━━━━━ Extract to read ━━━━━
I think WebAssembly should just bite the bullet and try to define a string data type, for languages that use GC. It should support UTF-8 and UTF-16 views, like Swift’s strings, and support some kind of iterator API that decodes codepoints.
What I describe is what the stringref proposal gives you. We don’t yet have consensus on this proposal in the Wasm standardization group, and we may never reach there, although I think it’s still possible. As I understand them, the objections are two-fold:
WebAssembly is an instruction set, like AArch64 or x86. Strings are too high-level, and should be built on top, for example with (array i8).
I think the first objection is a bit easier to overcome. Firstly, WebAssembly now defines quite a number of components that don’t map to machine ISAs: typed and extensible locals, memory.copy, and so on. You could have defined memory.copy in terms of primitive operations, or required that all local variables be represented on an explicit stack or in a fixed set of registers, but WebAssembly defines higher-level interfaces that instead allow for more efficient lowering to machine primitives, in this case SIMD-accelerated copies or machine-specific sets of registers.
Similarly with garbage collection, there was a very interesting “continuation marks” proposal by Ross Tate that would give a low-level primitive on top of which users could implement root-finding of stack values. However when choosing what to include in the standard, the group preferred a more high-level facility in which a Wasm module declares managed data types and allows the WebAssembly implementation to do as it sees fit. This will likely result in more efficient systems, as a Wasm implementation can more easily use concurrency and parallelism in the GC implementation than a guest WebAssembly module could do.
So, the criteria of what to include in the Wasm standard is not “what is the most minimal primitive that can express this abstraction”, or even “what looks like an ARMv8 instruction”, but rather “what makes Wasm a good compilation target”. Wasm is designed for its compiler-users, not for the machines that it runs on, and if we manage to find an abstract definition of strings that works for Wasm-targetting toolchains, we should think about adding it.
━━━━━ Extracted records ━━━━━
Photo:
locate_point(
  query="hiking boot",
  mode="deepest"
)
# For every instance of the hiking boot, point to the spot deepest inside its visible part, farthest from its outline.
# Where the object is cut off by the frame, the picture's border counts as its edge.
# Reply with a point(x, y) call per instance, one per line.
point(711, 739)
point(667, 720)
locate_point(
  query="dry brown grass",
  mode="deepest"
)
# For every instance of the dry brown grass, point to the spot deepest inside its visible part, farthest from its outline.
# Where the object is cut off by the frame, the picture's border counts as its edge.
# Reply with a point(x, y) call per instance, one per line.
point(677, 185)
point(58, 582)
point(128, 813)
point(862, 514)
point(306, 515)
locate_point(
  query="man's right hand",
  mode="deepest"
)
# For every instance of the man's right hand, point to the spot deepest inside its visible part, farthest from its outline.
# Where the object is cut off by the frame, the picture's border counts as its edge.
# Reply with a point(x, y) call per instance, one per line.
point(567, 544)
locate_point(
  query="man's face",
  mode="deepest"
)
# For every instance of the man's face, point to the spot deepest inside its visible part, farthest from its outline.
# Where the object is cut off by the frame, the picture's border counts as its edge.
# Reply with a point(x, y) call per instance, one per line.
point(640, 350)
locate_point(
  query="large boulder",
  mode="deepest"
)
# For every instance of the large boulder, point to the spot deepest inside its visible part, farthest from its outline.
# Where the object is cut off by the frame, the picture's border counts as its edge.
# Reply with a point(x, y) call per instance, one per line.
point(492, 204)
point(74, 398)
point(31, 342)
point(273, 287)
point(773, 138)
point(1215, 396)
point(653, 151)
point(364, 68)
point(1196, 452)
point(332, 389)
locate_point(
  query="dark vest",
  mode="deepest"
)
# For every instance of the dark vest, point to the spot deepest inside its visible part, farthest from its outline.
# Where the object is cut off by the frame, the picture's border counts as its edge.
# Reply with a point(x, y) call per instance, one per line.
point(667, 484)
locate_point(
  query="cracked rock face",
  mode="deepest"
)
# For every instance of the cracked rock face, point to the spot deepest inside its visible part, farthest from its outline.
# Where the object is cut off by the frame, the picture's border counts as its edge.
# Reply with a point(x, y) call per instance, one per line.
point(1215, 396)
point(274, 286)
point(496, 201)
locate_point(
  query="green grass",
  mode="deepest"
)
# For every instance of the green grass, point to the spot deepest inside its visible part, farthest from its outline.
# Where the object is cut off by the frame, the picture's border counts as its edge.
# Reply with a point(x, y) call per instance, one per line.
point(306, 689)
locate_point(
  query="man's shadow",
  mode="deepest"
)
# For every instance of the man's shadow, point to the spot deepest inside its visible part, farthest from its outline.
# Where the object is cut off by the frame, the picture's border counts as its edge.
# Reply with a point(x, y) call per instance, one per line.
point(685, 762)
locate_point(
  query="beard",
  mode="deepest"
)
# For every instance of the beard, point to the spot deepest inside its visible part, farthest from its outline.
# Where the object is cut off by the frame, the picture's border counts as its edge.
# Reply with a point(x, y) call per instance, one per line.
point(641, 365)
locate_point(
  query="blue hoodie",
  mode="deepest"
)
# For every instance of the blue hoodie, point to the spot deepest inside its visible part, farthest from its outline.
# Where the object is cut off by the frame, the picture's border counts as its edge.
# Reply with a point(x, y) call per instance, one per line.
━━━━━
§ Your objective:
Pick up the passage on a string type for WebAssembly right after its final sentence and carry it forward.

§ Result of this exercise:
The second objection is trickier. When you compile to Wasm, you need a good model of what the performance of the Wasm code that you emit will be. Different Wasm implementations may use different stringref representations; requesting a UTF-16 view on a string that is already UTF-16 will be cheaper than doing so on a string that is UTF-8. In the worst case, requesting a UTF-16 view on a UTF-8 string is a linear operation on one system but constant-time on another, which in a loop over string contents makes the former system quadratic: a real performance failure that we need to design around.
The stringref proposal tries to reify as much of the cost model as possible with its “view” abstraction; the compiler can reason that any cost may incur then rather than when accessing a view. But, this abstraction can leak, from a performance perspective. What to do?
i’m on a horse
I may be off in some of my predictions about where things will go, so who knows. In the meantime, in the time that it takes other people to reach the same conclusions, stringref is in a kind of hiatus.
The Scheme-to-Wasm compiler that I work on does still emit stringref, but it is purely a toolchain concept now: we have a post-pass that lowers stringref to WTF-8 via (array i8), and which emits calls to host-supplied conversion routines when passing these strings to and from the host. When compiling to Hoot’s built-in Wasm virtual machine, we can leave stringref in, instead of lowering it down, resulting in more efficient interoperation with the host Guile than if we had to bounce through byte arrays.
So, we wait for now. Not such a bad situation, at least we have GC coming soon to all the browsers. appy hacking to all my stringfolk, and until next time!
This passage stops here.